▸ **Text block**:
--- BEGIN ---

If you’re going to “lead” in anything – and this is particularly true with engineering or manufacturing – you must have time.  Time for basic creative work, time to review, seek concensus – (or at least, expert opinions) and explore the important “what ifs.”

Far from being the “fat” of a project, lead time is, in a real sense, a project’s most critical component.  Without it, there can be no “best available” answer.  Without it, no customer obtains the best value.

Yet, somewhere, in the deep space between JIT and Concurrent Engineering, lead time became industry’s four-letter world.  Maybe it was because greater controls on funding lengthened the program approval process, squeezing the interval between approval and completion date.   Staff reductions, particularly those that hit purchasing departments, also contributed.  Topping it all off was an explosion in niche marketing and fast turnaround.  Suddenly it seemed that all situations should mirror the corner supermarket, with instant availability of whatever-you-need, 24 hours a day.(“No waiting!”)

--- END ---

▸ **Supplied information**:
--- BEGIN ---

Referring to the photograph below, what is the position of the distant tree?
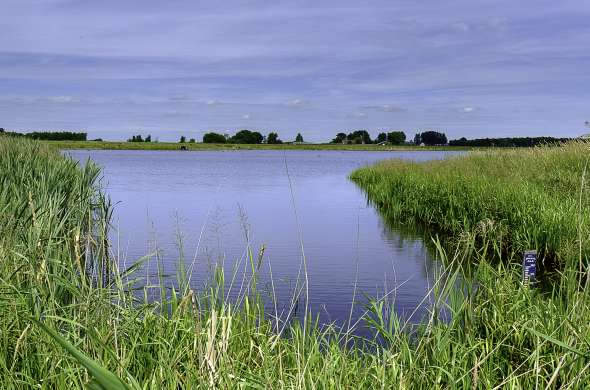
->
[330,133,346,144]
[203,133,227,144]
[346,130,372,144]
[449,137,571,148]
[387,131,406,145]
[229,130,264,144]
[414,133,422,145]
[420,131,447,145]
[25,131,87,141]
[266,133,283,144]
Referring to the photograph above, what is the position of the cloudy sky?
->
[0,0,590,141]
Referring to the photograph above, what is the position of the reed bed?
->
[0,138,590,389]
[351,142,590,268]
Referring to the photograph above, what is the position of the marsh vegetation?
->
[0,138,590,388]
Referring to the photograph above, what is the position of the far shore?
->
[43,141,473,152]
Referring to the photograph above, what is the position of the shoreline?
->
[41,141,474,152]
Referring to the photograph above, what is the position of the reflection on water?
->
[67,150,462,330]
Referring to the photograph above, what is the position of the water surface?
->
[67,150,458,332]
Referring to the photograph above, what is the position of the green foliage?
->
[229,130,264,144]
[330,133,346,144]
[449,137,572,148]
[387,131,406,145]
[346,130,373,144]
[420,131,447,146]
[0,128,87,141]
[266,133,283,144]
[127,134,143,142]
[0,137,590,389]
[203,133,227,144]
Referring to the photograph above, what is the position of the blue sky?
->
[0,0,590,141]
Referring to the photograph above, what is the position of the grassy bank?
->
[351,142,590,267]
[0,139,590,389]
[43,141,469,151]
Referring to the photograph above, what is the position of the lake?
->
[66,150,454,332]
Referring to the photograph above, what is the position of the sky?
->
[0,0,590,142]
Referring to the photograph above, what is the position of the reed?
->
[0,138,590,389]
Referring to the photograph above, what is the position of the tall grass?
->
[351,142,590,274]
[0,138,590,389]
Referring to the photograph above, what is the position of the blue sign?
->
[522,251,537,284]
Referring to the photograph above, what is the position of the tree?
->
[420,131,447,145]
[229,130,264,144]
[346,130,373,144]
[387,131,406,145]
[203,133,227,144]
[331,133,346,144]
[266,133,283,144]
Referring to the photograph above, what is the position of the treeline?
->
[0,128,87,141]
[449,137,572,148]
[203,130,304,144]
[330,130,406,145]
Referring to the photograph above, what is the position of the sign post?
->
[522,251,537,286]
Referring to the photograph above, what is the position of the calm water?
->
[67,151,458,332]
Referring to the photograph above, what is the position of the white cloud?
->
[47,96,80,103]
[287,99,304,107]
[451,22,471,32]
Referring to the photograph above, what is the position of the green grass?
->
[0,139,590,389]
[351,142,590,266]
[43,141,468,151]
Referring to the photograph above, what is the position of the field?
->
[0,138,590,389]
[43,141,469,151]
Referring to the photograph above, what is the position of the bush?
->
[203,133,227,144]
[266,133,283,144]
[229,130,264,144]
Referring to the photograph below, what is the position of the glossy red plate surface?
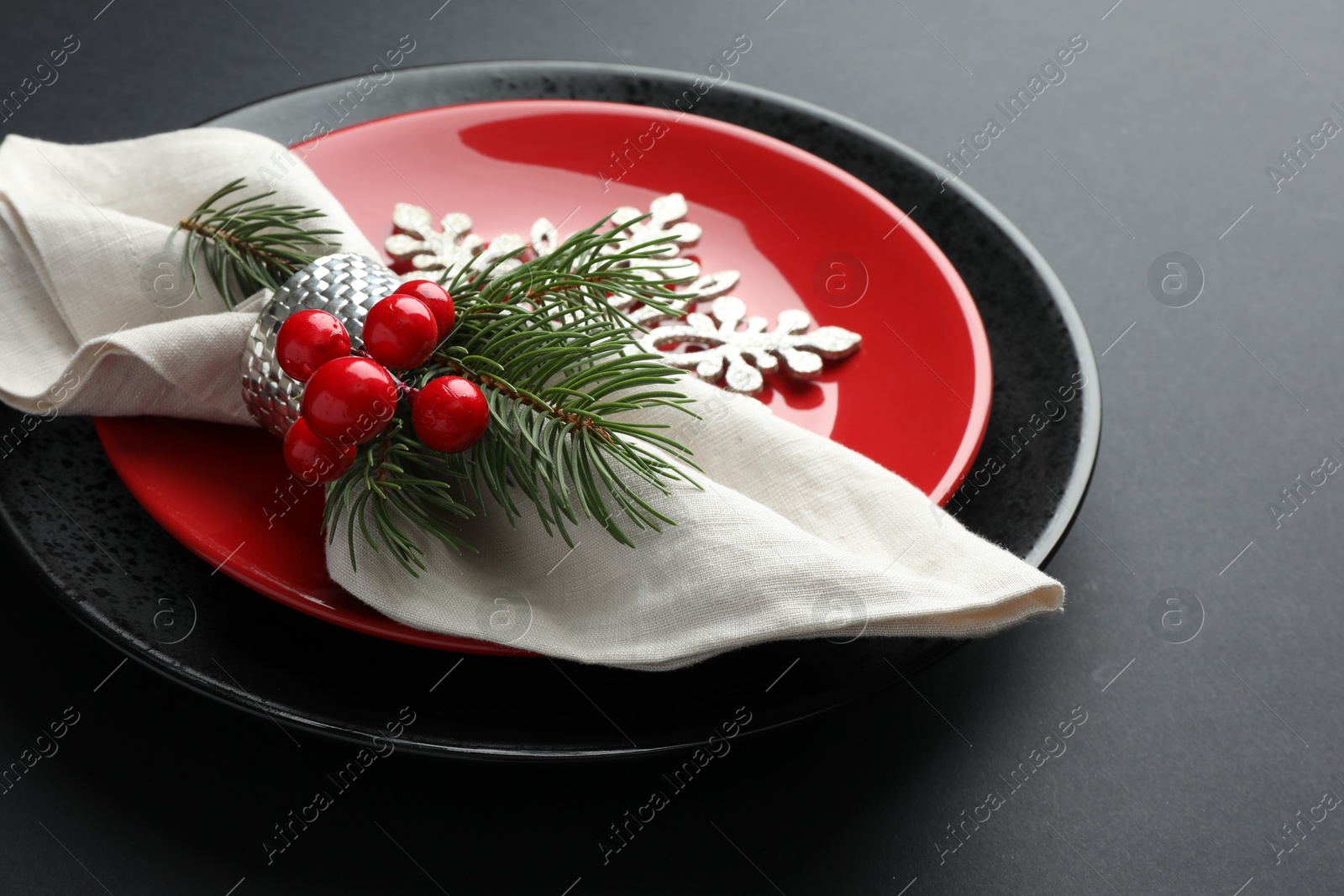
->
[97,101,990,654]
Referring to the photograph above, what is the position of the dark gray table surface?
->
[0,0,1344,896]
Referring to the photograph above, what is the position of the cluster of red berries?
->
[276,280,491,484]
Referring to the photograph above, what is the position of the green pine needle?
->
[181,180,701,575]
[177,177,340,311]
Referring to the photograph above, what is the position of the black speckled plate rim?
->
[0,62,1100,760]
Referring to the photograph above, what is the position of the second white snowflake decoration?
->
[640,296,862,395]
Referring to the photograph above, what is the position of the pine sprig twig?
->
[180,180,699,575]
[177,177,340,309]
[336,222,699,574]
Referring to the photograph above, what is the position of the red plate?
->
[97,101,990,654]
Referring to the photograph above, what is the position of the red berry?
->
[276,309,349,383]
[396,280,457,343]
[412,376,491,454]
[285,418,359,485]
[365,294,438,371]
[300,358,396,445]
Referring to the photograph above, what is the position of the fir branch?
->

--- END ---

▸ **Tasks and exercises**:
1. In the text on lead time, which staff reductions are singled out as having contributed?
2. Write out the lead time text between "If you’re going" and "the best value.", inclusive.
3. Extend the text on lead time in engineering and manufacturing, picking up after its last sentence.

▸ **Set of answers**:
1. Staff reductions that hit purchasing departments.

2.
If you’re going to “lead” in anything – and this is particularly true with engineering or manufacturing – you must have time.  Time for basic creative work, time to review, seek concensus – (or at least, expert opinions) and explore the important “what ifs.”

Far from being the “fat” of a project, lead time is, in a real sense, a project’s most critical component.  Without it, there can be no “best available” answer.  Without it, no customer obtains the best value.

3.
I think something else came into play, too.  As more and more of us spent a larger portion of our workday interfacing with computers (more “instant response”), expectations began to change.  We became collectively impatient with “gray areas,” intolerant of ambiguity.  And more demanding than ever that we wanted what we wanted and we wanted it now.

Ironically, there are more computers in use by engineers and design people than by any other group.  And those computers indisputably make tasks less time-consuming.  But they don’t replace engineering.  And, in all but the most basic examples, they don’t negate the need for lead times.

Only engineers can do that.

And we do!Every times we stand by and watch lead time for a job shrink from six weeks to four, then three, and work overtime and way-overtime to accommodate the other dates the customer can’t change, we fuel the fire.  And reinforce the ideas that “lead time” really is expendable.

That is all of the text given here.